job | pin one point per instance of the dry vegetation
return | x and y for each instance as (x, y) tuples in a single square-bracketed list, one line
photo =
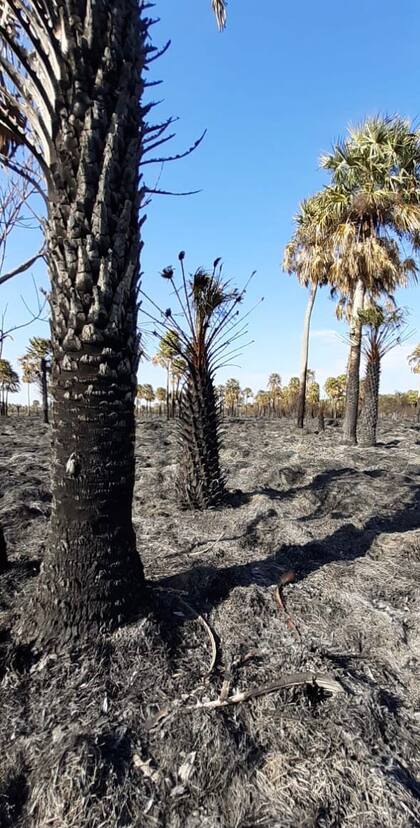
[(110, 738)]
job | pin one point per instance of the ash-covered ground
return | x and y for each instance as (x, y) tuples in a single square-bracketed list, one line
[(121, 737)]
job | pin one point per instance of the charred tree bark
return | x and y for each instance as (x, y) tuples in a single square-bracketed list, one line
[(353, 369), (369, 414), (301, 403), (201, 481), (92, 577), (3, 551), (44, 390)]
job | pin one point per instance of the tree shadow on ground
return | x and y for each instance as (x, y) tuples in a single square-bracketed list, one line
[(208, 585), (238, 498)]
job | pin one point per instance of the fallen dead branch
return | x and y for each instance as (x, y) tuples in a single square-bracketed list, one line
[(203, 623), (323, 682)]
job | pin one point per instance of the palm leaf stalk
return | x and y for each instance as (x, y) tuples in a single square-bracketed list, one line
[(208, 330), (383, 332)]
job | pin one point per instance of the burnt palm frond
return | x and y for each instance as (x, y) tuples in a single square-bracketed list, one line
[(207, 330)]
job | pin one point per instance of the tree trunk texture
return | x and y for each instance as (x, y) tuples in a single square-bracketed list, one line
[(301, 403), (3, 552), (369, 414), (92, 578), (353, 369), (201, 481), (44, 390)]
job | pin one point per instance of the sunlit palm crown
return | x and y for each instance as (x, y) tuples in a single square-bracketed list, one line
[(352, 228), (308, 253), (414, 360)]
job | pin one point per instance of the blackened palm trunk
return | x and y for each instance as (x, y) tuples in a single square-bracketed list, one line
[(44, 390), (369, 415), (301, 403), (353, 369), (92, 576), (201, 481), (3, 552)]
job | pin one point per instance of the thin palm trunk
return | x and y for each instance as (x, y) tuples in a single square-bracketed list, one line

• **TASK STATEMENT**:
Quote all the lines above exactly as given. Do not include the pictures.

• **SOLUTION**:
job | pin one point per instance of the dry vegetation
return | x and y for each instance as (x, y) tuples in a single square-bracketed list, one line
photo =
[(110, 738)]
job | pin one point per instance of the ash-covered ground
return | x and y for each instance as (x, y) tuples in a single square-bracketed list, one line
[(121, 737)]
job | pin one point per instance of the charred tree bark
return | x and y for each instance as (x, y) tuples in a single square-bracketed list, one line
[(353, 369), (369, 414), (301, 403), (201, 481), (92, 577), (3, 551), (44, 390)]
job | pin one point per instance of the tree shadow on ground
return | x and y for each instance as (x, y) tuples in a single square-bracketed list, one line
[(208, 585), (238, 498)]
job | pin one point per instance of the fallen dead branch
return | x and y for each instance as (x, y) tuples in a single square-bracketed list, one line
[(203, 623), (323, 682)]
job | pin one point per instance of the palm leaf stalk
return | x and y for each instance as (x, y) tuples in a single square-bracketed list, one line
[(208, 330), (383, 332)]
job | pin one point per instance of the burnt palm frond
return | x and y for each instance as (x, y) tuples in a single square-bracketed list, one line
[(207, 330)]
job | pin one point per instance of the tree trunk texture
return | x and y for each instance as (x, y) tuples in a single square-bracketed list, one line
[(301, 403), (3, 552), (369, 414), (92, 578), (353, 369), (201, 481), (44, 390)]
job | pin one point per instance of the sunlit palm crown
return | x and y for each instance as (x, y) tuples in a single square-bracketed list, one line
[(352, 228), (308, 253), (414, 360)]
job | pin one point per instance of the blackened palm trunk
return | x and y for each instance as (x, y) tuples in a single square-bracketed list, one line
[(44, 390), (369, 415), (301, 403), (353, 369), (92, 576), (201, 481), (3, 552)]
job | pin one point per instance of the thin palm trunk
return | x and y for each instance as (x, y) tuples in a single square-bracketed list, one line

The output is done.